**EXERCISE REQUIREMENTS:**
With both ends included, repeat exactly the lines of the entries below from the one containing "Given the following task — detect red" down to the one containing "Given the following task — detect plaid", and no others.

**INPUT DATA:**

______________________________

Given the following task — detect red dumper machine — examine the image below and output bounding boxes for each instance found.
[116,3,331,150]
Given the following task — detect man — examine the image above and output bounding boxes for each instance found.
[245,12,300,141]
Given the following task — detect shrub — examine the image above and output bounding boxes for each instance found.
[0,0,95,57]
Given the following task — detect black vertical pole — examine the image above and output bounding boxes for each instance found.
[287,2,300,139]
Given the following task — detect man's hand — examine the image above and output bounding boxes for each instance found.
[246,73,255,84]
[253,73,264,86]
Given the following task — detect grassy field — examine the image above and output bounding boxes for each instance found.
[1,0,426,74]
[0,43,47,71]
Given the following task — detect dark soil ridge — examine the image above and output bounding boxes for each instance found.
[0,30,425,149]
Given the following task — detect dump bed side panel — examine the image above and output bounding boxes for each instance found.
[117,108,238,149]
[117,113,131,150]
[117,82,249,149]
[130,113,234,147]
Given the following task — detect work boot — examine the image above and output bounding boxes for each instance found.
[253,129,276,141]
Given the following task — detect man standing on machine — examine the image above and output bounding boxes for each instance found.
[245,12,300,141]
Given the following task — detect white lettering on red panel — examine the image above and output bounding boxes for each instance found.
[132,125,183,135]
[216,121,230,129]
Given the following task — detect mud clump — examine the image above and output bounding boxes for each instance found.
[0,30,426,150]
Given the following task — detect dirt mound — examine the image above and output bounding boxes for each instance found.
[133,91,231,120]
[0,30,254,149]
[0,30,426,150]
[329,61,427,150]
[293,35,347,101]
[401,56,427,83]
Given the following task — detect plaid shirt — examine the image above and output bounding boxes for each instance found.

______________________________

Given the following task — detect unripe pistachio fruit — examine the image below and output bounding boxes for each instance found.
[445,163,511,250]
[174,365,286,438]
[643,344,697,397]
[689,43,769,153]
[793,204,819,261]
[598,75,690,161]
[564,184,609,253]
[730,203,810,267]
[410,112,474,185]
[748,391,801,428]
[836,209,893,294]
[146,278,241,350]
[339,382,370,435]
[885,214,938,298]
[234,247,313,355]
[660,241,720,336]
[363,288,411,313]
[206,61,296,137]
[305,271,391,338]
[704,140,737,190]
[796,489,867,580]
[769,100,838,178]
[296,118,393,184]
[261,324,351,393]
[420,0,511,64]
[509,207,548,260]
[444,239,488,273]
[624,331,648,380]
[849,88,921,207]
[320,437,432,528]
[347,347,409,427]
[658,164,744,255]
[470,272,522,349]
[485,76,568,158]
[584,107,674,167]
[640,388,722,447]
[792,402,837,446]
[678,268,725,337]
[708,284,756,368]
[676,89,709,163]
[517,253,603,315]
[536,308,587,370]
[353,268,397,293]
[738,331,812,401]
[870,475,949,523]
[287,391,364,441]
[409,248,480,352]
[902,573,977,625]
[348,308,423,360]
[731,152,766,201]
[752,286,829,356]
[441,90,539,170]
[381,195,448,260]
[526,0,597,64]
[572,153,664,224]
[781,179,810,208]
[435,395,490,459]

______________________________

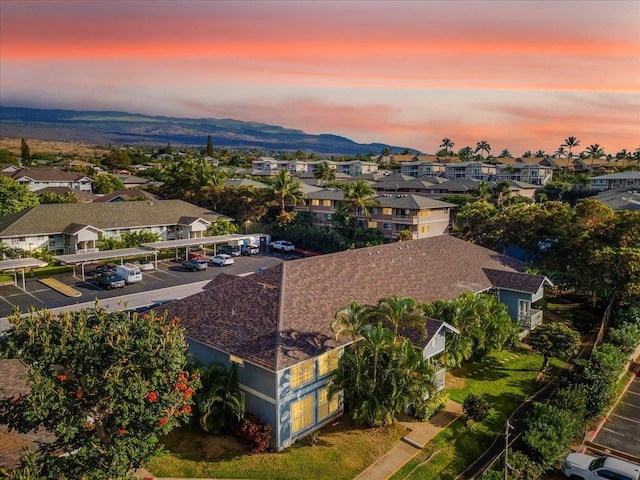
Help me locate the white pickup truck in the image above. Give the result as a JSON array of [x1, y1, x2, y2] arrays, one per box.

______________________________

**FINISHED TASK:**
Given the following task — detect red dumper machine — examine the image below and output bounding boxes for each instance found.
[116,3,331,150]
Given the following task — detect man — examine the image above and output bounding boxes for each instance found.
[245,12,300,141]
Given the following task — detect shrub — examine the image above and output bounding boxes for each instance found.
[0,0,95,57]
Given the following task — detect black vertical pole — examine the image above and output bounding boxes for each instance found.
[287,2,300,139]
Given the following task — detect man's hand — examine the image above and output bounding boxes for each instance found.
[246,73,255,84]
[253,73,264,86]
Given the following task — detect grassy field — examine the image above and output bounding boxes for each instance found.
[1,0,426,74]
[0,43,47,71]
Given the following task — detect dark soil ridge — examine the image above and output bounding boxes for each instance found.
[0,30,425,149]
Given the following task — detect dump bed side panel — examine the image above and output bounding boxes for each instance found.
[117,108,238,149]
[117,113,131,150]
[117,82,249,149]
[130,113,234,147]
Given the following task — detect work boot — examine the image above and output bounding boxes for each instance found.
[253,129,276,141]
Given the following task — detect man standing on machine — examine the image above and output bounding boxes for each instance found.
[245,12,300,141]
Given the following task — detect white lettering on red panel — examine the image above and output bounding boxes for each instance found.
[132,125,183,135]
[216,121,230,129]
Given the following task — detect mud clump — examine the image above and output bounding boxes for each instance found.
[0,30,426,150]
Given the following task — detect dirt mound — examine the image above and output bounding boxes for each instance found.
[133,91,231,120]
[0,30,254,149]
[0,30,426,150]
[329,61,427,150]
[293,35,347,101]
[401,56,427,83]
Given the following task — detect plaid shirt — examine the image above and output bounding boxes for each instance found.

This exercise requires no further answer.